===== Extrait à lire =====
Enquête sur l’évolution littéraire/Les Parnassiens/M. Sully-Prudhomme

Bibliothèque-Charpentier (p. 319-323).


M. SULLY-PRUDHOMME


J’ai trouvé M. Sully-Prudhomme, l’auteur de Justice, des Vaines Tendresses et de tant d’autres œuvres poétiques qui l’ont mené à l’Académie française, très préoccupé de la question qui m’amenait près de lui : la signification et la portée du mouvement symboliste.

— Je prépare, en ce moment, m’a-t-il dit, une long-ue étude où je tâcherai d’analyser les états d’esprit de ces jeunes gens afin de les définir au point de vue poétique. Je ne suis pas encore fixé, j’en suis à la recherche des éléments de mon analyse, et, tenez, j’ai trouvé là-dedans, les Entretiens Politiques et Littéraires, une note importante pour mon étude : l’auteur d’un article confond, dans leur définition, la poésie et l’éloquence. Il se trompe, il erre regrettablement, et je crains fort qu’il n’en soit de même pour beaucoup de ces messieurs dans la plupart de leurs théories… Mais, je vous le répèle, je ne suis pas encore fixé, et je ne peux me prononcer à présent.
=====
= La consigne =
Dans l'extrait sur M. Sully-Prudhomme, dans quelle revue a-t-il trouvé une note importante pour son étude ?
===== Extraits de données =====
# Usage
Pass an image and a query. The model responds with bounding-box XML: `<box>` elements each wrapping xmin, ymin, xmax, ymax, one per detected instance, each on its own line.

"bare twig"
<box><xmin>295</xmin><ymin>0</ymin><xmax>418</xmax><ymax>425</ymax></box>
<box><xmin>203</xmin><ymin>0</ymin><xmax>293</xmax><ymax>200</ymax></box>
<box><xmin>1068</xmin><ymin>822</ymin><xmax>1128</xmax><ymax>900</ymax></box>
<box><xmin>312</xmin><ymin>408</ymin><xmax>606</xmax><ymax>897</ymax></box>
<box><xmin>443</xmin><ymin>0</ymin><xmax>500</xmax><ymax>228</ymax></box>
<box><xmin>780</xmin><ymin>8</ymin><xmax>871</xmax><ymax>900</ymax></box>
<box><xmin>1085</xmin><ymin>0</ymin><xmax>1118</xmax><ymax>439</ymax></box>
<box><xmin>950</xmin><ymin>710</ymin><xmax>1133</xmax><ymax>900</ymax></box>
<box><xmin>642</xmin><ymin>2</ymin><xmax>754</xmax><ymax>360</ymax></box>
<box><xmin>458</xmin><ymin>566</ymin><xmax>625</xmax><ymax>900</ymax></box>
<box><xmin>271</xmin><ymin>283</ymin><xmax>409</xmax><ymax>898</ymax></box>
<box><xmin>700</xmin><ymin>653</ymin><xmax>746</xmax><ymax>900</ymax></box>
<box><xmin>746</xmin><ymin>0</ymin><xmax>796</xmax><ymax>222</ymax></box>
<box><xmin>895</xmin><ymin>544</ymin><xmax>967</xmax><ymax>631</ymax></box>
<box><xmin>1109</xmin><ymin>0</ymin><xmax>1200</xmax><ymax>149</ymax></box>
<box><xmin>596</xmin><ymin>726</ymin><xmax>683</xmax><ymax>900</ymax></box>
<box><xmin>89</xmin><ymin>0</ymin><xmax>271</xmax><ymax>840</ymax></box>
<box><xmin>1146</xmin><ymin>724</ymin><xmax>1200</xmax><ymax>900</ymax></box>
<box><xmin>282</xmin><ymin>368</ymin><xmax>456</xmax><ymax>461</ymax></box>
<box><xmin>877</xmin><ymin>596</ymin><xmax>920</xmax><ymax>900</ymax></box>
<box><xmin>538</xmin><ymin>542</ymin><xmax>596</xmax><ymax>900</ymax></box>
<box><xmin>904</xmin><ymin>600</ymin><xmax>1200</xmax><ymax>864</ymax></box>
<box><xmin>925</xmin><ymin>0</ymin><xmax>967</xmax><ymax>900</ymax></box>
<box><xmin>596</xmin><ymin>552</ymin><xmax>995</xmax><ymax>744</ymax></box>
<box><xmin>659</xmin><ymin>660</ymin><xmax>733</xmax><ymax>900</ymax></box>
=====
= Réponse finale =
Dans les Entretiens Politiques et Littéraires.